--- start THE DATA ---
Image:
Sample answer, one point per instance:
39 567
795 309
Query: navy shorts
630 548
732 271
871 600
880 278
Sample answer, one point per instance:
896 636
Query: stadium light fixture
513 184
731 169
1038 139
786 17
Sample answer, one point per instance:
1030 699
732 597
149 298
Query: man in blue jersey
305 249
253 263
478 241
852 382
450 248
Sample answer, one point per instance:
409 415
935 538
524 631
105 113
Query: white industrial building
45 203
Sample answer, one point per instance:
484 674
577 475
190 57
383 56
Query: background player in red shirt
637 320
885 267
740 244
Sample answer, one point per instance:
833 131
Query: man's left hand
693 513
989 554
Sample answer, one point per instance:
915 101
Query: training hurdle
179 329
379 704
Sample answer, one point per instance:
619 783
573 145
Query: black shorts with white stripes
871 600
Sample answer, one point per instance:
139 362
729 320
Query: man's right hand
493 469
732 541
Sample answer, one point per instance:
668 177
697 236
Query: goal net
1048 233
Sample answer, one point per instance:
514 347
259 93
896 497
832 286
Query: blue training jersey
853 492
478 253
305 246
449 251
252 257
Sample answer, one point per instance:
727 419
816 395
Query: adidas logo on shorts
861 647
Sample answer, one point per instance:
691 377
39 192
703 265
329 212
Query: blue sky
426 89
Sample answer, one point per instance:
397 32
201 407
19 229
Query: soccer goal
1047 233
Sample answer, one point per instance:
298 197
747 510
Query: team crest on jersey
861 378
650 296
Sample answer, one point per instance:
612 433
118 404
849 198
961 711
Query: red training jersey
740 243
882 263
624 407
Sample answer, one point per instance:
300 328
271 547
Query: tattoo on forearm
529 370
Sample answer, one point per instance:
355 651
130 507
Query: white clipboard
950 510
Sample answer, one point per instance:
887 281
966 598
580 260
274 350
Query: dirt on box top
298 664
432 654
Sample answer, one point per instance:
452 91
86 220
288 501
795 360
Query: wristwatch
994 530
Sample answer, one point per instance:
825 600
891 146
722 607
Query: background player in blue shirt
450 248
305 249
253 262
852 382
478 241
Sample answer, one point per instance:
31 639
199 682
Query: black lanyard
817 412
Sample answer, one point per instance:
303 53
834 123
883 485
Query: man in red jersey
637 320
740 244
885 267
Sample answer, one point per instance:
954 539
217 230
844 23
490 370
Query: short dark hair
--- end THE DATA ---
_EXERCISE DESCRIPTION_. Count the lines in the entries above that contain the word "player", and reply with that number alone.

_SOLVED PROBLEM_. 2